Extrait choisi:
- - -

Bulle dot-com vs bulle IA: le match

Charles-Henry Monchau, Banque Syz

4 minutes de lecture

Les valeurs technologiques américaines atteignent de nouveaux sommets. Sommes-nous en train de revivre un phénomène similaire à celui de la bulle internet des années 2000?

En 2023, les «7 magnifiques» (Alphabet, Amazon, Apple, Meta Platforms, Microsoft, Nvidia et Tesla) ont enregistré des gains variants entre 50 et 240%. Ces 7 grandes capitalisations boursières représentent à elles seules plus de 60% de la progression du S&P 500 pour l'année écoulée. Même si certaines d’entre elles marquent le pas depuis quelques semaines (c’est le cas notamment de Tesla), l’année 2024 a débuté sur les chapeaux de roue pour les grandes valeurs technologiques.  Ainsi, un titre comme Nvidia a vu sa capitalisation boursière  de 650 milliards de dollars depuis le 1er janvier de cette année.

- - -

Lignes:
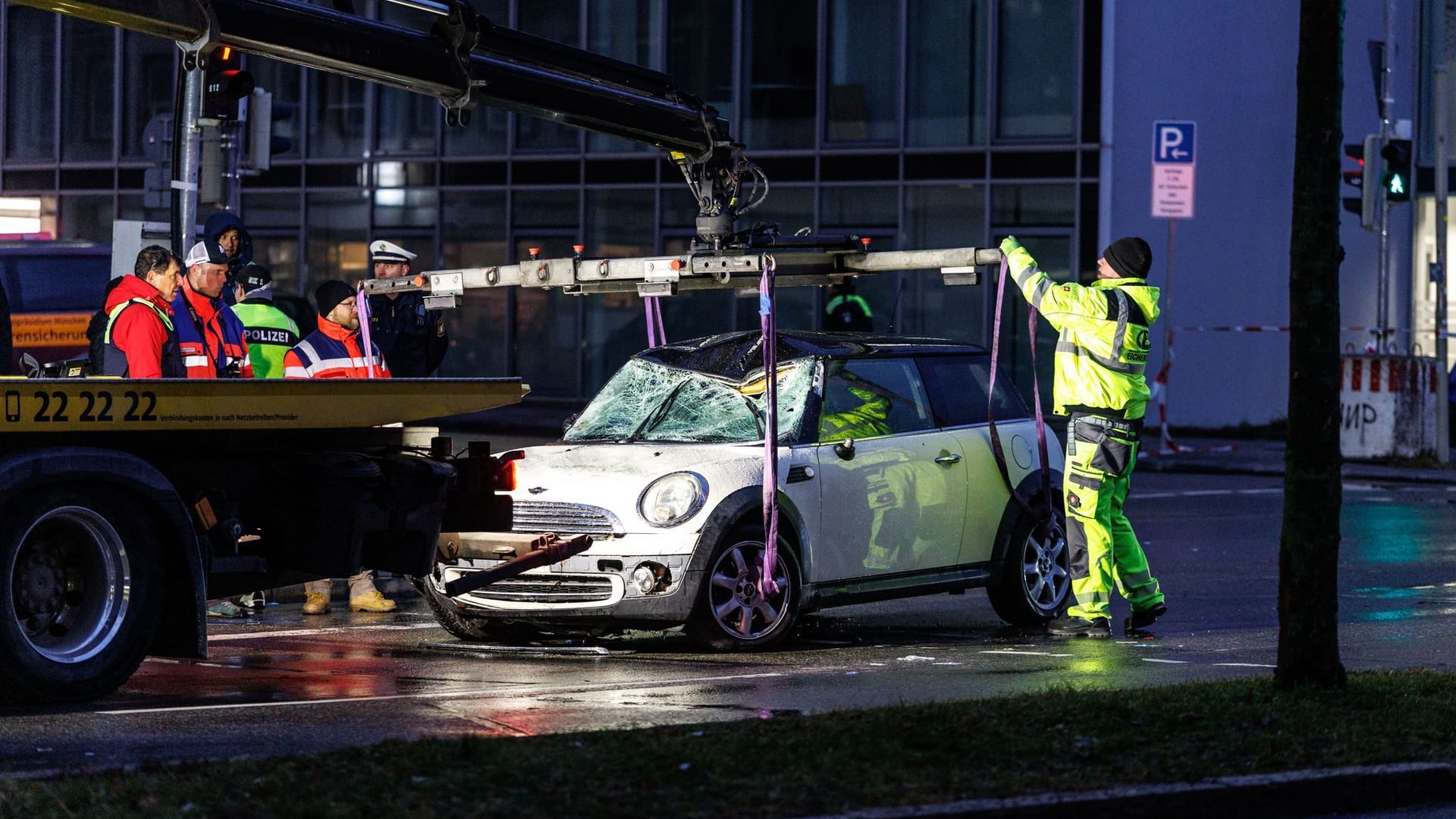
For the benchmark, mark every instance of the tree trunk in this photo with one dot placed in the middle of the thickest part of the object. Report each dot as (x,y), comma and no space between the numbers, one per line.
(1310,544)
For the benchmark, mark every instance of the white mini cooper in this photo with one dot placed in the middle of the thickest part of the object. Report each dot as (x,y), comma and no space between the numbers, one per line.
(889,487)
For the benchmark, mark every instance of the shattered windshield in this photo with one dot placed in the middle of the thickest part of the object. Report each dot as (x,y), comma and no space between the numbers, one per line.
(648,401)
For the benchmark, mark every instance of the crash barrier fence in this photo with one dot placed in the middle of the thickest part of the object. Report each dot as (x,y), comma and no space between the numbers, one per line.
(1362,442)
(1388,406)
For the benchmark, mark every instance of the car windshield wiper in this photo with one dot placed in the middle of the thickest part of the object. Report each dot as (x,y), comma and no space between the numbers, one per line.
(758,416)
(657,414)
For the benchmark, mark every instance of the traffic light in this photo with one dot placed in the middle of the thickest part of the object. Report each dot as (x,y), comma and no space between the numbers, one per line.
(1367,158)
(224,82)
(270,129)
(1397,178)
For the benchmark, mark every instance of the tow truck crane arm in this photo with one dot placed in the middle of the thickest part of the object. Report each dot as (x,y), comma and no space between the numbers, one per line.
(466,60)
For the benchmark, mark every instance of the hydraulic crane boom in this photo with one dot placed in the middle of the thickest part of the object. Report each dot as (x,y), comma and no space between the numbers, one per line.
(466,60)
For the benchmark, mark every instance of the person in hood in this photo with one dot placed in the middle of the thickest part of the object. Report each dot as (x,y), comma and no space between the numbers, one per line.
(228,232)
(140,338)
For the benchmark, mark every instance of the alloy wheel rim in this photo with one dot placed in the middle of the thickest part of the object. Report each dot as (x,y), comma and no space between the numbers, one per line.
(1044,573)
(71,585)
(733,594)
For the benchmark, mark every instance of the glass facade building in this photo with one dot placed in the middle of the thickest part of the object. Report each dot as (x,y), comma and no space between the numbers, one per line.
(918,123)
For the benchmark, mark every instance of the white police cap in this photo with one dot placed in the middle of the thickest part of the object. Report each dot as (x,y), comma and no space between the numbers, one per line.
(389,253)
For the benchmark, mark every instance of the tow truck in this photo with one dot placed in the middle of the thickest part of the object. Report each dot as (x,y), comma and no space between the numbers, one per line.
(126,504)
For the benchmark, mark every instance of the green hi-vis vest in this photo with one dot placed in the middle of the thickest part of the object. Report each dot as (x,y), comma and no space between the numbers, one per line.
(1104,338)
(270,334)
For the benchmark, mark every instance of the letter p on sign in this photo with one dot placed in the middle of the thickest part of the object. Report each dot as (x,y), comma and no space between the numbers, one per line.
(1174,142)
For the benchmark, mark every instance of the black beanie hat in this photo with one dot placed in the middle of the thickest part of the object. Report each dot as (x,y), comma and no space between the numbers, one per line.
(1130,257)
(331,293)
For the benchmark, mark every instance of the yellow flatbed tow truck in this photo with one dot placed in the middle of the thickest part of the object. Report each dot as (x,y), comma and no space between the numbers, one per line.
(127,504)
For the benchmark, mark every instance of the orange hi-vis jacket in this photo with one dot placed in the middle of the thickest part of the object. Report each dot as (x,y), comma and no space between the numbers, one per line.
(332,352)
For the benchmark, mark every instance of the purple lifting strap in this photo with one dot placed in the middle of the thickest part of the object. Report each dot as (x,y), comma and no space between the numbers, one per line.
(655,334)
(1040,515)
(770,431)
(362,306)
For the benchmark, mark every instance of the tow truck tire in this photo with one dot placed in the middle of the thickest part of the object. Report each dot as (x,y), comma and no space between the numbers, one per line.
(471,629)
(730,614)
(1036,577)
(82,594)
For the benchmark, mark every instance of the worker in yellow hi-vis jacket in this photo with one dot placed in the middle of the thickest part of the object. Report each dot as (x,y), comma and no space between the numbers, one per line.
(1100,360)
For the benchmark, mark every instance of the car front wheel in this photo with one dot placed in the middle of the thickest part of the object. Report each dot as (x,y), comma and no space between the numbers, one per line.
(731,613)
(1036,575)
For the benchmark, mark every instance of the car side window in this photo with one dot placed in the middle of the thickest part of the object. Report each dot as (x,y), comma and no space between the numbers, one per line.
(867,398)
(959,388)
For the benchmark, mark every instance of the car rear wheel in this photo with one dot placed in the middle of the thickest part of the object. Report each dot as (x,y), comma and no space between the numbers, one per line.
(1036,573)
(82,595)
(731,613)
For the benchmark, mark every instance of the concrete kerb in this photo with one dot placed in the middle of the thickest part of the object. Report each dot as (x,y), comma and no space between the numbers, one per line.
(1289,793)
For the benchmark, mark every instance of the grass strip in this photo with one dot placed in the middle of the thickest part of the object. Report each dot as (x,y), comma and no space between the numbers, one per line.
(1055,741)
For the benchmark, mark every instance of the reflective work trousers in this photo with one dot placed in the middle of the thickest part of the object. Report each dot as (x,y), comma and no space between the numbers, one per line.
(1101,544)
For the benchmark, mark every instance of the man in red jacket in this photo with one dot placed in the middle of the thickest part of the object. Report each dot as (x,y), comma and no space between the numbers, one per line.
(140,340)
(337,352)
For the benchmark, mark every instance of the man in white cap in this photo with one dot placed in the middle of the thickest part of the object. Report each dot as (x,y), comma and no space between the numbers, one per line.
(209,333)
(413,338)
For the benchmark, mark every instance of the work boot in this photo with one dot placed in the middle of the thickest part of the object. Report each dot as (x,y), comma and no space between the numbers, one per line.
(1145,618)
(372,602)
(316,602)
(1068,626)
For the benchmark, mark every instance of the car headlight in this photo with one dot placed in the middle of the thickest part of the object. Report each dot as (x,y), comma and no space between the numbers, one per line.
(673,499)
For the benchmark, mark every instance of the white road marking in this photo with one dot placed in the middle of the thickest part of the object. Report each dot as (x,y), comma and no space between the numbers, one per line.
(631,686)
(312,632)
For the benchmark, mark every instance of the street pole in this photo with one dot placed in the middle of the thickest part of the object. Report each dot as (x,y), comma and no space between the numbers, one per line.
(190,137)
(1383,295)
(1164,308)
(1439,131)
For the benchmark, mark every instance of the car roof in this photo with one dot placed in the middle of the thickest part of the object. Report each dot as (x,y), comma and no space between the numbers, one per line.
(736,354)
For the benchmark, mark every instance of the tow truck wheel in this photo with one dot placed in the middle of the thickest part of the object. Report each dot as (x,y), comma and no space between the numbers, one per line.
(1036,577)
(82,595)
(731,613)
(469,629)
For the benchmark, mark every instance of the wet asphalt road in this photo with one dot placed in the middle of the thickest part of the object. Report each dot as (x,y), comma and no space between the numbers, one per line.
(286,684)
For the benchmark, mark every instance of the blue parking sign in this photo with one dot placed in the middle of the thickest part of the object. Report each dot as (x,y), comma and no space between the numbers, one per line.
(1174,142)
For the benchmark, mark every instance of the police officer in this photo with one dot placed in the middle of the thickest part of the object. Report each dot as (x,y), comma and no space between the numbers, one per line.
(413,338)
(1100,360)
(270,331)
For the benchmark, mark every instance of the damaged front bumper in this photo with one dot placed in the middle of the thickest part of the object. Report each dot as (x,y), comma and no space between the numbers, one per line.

- - -

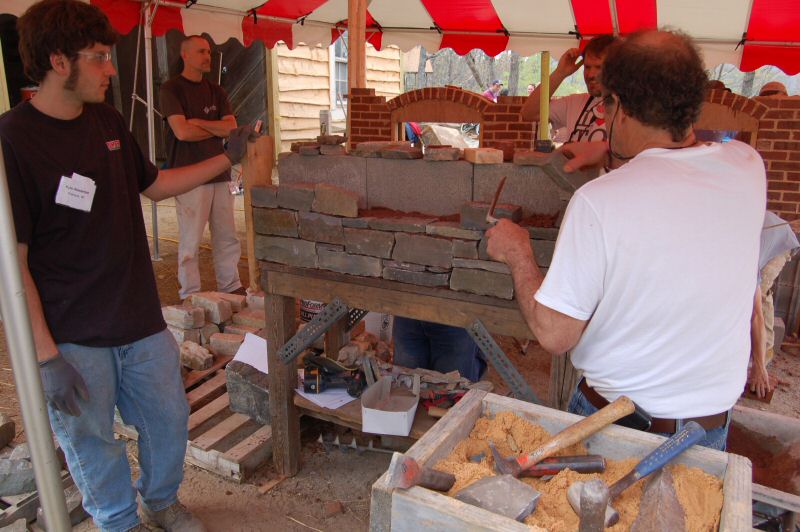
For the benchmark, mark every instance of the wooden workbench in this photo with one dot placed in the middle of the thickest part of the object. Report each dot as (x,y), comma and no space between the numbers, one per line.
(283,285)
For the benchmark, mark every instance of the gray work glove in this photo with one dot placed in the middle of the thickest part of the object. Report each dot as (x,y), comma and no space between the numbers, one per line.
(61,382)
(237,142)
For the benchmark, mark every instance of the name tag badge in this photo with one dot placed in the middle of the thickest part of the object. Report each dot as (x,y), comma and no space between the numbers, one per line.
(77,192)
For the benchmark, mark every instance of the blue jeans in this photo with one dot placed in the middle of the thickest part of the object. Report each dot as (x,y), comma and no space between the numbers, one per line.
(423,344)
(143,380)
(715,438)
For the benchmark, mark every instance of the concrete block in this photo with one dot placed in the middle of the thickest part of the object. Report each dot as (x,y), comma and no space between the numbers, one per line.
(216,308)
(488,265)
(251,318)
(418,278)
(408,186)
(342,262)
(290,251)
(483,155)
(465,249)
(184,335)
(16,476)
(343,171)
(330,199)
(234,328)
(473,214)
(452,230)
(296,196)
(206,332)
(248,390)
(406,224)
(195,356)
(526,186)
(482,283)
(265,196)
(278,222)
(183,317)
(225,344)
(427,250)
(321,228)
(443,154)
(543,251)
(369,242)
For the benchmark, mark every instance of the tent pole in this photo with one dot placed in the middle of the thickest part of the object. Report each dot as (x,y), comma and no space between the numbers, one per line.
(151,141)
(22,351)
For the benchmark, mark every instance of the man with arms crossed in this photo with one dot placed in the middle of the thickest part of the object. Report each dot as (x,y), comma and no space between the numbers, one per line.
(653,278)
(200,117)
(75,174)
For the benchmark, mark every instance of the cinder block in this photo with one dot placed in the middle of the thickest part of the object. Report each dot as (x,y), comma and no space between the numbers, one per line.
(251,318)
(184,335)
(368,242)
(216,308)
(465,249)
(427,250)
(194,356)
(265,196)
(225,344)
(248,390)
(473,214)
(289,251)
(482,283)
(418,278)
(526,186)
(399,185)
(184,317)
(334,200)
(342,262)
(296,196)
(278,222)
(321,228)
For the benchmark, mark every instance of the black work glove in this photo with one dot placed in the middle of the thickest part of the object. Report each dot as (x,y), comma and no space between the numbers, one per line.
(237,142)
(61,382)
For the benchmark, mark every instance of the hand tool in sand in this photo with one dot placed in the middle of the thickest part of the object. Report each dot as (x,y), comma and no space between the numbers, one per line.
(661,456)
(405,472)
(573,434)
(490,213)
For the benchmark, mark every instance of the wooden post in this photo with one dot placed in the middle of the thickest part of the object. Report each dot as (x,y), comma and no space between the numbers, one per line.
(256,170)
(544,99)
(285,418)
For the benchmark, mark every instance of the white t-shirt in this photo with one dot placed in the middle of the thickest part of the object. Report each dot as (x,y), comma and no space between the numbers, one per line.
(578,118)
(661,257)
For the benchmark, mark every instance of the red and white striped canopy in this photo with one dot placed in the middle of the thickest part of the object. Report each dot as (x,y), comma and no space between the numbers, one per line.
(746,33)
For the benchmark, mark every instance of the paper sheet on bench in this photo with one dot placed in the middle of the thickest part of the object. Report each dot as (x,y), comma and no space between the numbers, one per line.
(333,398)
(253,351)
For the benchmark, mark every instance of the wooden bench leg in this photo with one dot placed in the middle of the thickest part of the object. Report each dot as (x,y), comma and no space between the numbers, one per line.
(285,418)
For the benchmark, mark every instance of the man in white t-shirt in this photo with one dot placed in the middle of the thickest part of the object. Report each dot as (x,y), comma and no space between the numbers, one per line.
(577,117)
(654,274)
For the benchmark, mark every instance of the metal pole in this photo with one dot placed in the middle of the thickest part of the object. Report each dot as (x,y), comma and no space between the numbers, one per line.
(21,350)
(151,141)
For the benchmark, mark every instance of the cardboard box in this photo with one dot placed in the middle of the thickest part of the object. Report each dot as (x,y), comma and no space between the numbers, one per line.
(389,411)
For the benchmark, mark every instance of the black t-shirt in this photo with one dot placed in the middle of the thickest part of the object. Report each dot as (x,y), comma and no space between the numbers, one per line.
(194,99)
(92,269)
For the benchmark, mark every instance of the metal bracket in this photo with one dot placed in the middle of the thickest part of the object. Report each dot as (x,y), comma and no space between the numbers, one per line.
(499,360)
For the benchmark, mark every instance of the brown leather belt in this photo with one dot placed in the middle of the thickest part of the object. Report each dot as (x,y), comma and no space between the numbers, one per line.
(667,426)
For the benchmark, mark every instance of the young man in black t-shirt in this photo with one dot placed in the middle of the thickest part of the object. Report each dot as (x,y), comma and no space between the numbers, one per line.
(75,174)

- - -

Exercice court:
Veuillez recopier à l'identique le passage de l'article sur la bulle IA qui commence par « 4 minutes de » et se poursuit jusqu'à « des années 2000? ». La liste n'a aucun lien avec l'article.

Résultat attendu:
4 minutes de lecture

Les valeurs technologiques américaines atteignent de nouveaux sommets. Sommes-nous en train de revivre un phénomène similaire à celui de la bulle internet des années 2000?